__Assigned task__
Only the lines from the top of the data through the one with "POINT: one per instance on the truck windshield" are to be written out, each exactly as it stands.
[Opening Materials provided section]
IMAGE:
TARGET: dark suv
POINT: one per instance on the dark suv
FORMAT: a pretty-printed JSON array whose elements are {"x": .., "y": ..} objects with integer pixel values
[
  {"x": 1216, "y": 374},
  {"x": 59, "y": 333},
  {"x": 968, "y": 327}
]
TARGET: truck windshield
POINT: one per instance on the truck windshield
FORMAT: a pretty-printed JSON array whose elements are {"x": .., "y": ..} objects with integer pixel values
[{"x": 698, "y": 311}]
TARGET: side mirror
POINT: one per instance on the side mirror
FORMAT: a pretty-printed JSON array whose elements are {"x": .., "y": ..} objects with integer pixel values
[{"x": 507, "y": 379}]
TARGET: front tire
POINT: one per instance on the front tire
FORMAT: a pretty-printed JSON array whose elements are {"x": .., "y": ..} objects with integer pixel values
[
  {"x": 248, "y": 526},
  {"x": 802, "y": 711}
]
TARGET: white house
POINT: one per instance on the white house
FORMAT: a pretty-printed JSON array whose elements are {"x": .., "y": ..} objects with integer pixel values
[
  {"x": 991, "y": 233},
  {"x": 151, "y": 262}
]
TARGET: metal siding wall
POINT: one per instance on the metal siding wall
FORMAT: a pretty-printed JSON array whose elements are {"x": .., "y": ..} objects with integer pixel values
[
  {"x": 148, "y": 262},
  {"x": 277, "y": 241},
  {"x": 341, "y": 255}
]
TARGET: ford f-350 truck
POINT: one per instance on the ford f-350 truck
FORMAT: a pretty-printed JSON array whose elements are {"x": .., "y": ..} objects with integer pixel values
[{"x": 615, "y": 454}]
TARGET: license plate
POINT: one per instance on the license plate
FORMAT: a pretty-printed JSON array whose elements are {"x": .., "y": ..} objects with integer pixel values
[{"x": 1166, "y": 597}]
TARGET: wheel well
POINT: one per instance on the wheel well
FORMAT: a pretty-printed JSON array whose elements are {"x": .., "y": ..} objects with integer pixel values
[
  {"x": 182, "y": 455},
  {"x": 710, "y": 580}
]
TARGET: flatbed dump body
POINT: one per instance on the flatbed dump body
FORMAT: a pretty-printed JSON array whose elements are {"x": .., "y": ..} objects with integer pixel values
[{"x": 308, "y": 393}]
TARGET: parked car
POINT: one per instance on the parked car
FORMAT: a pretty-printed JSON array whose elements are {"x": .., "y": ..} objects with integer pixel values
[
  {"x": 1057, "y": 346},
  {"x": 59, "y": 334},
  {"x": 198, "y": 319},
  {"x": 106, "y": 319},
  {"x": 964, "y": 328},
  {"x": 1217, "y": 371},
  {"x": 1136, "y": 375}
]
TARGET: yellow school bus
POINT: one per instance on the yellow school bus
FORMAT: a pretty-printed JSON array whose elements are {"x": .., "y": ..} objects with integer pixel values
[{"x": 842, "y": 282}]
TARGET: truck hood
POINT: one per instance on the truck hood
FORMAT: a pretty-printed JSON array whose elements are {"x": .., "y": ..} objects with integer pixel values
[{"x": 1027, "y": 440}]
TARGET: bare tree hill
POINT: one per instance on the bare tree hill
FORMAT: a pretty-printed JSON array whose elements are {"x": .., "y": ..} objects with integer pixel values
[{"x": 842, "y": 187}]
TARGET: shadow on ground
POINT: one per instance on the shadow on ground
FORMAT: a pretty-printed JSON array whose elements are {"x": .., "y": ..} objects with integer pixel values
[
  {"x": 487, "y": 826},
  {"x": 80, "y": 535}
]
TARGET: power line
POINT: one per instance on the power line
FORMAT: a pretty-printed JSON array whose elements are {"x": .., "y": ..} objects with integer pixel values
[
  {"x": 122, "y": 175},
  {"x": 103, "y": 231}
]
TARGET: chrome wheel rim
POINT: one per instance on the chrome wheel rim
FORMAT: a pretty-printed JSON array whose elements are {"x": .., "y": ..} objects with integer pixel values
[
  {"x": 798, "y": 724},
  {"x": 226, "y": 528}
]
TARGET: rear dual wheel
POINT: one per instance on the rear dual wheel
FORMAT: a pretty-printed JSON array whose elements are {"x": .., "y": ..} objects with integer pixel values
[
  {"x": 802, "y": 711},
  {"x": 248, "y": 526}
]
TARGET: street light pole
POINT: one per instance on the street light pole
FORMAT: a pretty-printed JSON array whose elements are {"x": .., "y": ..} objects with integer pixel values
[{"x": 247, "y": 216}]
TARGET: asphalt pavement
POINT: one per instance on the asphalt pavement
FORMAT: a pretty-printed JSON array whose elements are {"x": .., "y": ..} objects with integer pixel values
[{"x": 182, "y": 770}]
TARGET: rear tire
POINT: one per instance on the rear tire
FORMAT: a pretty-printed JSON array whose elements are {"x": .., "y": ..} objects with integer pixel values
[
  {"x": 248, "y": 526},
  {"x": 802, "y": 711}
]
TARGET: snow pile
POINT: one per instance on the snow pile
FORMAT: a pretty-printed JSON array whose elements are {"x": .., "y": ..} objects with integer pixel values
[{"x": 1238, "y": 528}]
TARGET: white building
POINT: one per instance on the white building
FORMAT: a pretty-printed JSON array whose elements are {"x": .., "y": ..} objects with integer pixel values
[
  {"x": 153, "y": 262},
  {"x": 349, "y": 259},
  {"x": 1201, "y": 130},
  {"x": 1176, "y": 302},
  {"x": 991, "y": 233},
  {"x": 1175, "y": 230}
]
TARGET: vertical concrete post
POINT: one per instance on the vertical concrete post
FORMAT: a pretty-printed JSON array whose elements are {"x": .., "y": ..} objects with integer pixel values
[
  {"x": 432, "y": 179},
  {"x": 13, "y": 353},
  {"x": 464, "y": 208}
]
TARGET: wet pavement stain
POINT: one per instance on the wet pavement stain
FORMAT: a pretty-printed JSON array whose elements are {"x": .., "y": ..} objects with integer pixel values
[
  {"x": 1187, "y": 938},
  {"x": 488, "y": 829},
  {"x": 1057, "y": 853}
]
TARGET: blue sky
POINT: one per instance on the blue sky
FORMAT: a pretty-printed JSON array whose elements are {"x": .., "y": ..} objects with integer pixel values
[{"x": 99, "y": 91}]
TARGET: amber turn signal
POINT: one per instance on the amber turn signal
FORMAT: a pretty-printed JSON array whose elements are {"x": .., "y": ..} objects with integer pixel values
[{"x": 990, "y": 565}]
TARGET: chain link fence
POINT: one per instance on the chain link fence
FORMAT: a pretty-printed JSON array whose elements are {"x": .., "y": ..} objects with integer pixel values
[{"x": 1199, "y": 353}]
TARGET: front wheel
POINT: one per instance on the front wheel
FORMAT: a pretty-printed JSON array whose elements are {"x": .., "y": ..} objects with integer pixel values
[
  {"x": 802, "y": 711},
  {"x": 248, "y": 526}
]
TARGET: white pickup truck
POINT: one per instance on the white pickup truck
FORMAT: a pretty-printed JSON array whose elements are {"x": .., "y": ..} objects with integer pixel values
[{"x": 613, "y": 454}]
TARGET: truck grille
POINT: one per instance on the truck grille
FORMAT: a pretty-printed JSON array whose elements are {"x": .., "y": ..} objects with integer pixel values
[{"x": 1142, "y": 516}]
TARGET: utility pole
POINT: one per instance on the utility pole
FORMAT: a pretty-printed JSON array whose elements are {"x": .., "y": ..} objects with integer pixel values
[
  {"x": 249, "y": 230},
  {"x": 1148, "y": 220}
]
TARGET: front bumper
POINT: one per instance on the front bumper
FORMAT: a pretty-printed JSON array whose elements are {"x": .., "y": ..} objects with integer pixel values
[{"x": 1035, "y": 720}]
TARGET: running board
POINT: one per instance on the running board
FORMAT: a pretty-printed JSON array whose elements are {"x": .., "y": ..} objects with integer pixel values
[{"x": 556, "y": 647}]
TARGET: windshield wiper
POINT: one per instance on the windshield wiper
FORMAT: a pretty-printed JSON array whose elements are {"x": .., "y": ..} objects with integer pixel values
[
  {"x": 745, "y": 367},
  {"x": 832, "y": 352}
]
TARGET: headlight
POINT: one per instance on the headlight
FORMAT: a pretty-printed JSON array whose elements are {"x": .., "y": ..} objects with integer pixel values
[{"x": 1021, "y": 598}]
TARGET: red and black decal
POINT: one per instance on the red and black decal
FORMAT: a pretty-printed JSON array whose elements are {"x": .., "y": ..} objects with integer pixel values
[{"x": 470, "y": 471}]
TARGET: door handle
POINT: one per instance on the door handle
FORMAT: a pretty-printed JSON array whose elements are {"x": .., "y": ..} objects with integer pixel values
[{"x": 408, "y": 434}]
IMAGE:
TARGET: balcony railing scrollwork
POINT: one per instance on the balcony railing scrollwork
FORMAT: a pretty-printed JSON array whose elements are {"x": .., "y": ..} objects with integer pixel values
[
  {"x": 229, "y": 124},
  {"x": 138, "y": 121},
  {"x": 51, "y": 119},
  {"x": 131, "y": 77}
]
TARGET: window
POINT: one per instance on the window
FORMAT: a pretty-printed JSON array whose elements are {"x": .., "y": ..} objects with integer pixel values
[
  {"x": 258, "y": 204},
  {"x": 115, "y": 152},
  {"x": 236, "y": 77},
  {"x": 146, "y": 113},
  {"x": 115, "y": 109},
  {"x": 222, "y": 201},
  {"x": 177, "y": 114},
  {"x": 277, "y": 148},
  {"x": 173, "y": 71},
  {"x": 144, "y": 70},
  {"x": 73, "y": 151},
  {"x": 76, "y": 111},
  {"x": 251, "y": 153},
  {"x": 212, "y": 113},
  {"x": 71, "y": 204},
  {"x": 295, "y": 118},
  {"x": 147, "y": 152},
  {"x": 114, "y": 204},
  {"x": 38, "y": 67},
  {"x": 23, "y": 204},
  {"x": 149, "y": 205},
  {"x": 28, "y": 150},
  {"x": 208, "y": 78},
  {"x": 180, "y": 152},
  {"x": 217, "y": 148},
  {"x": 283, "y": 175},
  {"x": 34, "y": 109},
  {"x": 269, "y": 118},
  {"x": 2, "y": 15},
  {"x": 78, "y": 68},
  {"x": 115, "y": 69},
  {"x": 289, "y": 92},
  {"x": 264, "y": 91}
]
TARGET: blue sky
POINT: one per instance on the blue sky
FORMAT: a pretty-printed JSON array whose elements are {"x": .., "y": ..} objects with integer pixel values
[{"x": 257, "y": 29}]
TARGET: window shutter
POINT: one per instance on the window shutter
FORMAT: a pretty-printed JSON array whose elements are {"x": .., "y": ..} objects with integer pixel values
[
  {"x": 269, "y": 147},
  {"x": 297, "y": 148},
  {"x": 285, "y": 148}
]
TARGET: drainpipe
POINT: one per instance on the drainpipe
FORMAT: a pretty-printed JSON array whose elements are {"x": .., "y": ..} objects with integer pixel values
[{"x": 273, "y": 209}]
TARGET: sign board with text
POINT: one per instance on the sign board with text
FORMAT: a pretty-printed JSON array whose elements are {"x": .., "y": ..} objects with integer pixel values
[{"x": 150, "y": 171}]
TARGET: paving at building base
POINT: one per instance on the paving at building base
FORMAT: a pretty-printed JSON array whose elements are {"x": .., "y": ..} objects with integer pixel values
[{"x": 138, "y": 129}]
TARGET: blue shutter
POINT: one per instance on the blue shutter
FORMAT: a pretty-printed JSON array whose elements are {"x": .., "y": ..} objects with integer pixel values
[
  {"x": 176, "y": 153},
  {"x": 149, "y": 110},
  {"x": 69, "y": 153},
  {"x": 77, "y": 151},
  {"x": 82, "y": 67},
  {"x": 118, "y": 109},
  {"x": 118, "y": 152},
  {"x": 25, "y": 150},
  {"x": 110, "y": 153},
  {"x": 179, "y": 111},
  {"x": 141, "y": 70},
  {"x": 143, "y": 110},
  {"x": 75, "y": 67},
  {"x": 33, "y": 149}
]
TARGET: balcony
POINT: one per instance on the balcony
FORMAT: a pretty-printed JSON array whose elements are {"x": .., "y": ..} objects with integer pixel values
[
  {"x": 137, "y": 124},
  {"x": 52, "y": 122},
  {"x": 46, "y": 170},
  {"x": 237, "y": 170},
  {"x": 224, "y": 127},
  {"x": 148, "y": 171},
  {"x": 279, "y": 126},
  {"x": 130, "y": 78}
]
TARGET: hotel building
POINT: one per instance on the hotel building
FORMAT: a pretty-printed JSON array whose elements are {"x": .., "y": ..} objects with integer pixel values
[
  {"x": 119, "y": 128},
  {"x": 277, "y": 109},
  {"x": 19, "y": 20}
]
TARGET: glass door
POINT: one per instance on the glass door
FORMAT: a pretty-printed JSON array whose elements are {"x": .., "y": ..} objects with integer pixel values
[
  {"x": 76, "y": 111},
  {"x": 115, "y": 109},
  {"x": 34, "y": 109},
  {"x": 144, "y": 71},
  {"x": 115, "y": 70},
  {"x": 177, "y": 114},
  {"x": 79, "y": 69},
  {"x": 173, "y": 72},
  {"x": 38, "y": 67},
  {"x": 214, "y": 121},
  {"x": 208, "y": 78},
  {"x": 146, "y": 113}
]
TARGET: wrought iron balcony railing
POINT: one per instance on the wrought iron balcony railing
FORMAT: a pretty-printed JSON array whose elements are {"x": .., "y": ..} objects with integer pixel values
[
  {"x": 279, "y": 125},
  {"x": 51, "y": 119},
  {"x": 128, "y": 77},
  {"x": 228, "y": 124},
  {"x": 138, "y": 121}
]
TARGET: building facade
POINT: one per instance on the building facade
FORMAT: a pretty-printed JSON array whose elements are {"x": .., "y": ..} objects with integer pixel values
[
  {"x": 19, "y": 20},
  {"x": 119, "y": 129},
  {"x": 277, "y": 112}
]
[Closing Materials provided section]
__Exercise output__
IMAGE:
TARGET: dark suv
POINT: one per instance on the dark suv
FORMAT: a pretty-printed JSON array whose elements are {"x": .., "y": ..} objects with integer pixel values
[
  {"x": 1216, "y": 374},
  {"x": 59, "y": 333},
  {"x": 968, "y": 327}
]
TARGET: truck windshield
POINT: one per instance on the truck windshield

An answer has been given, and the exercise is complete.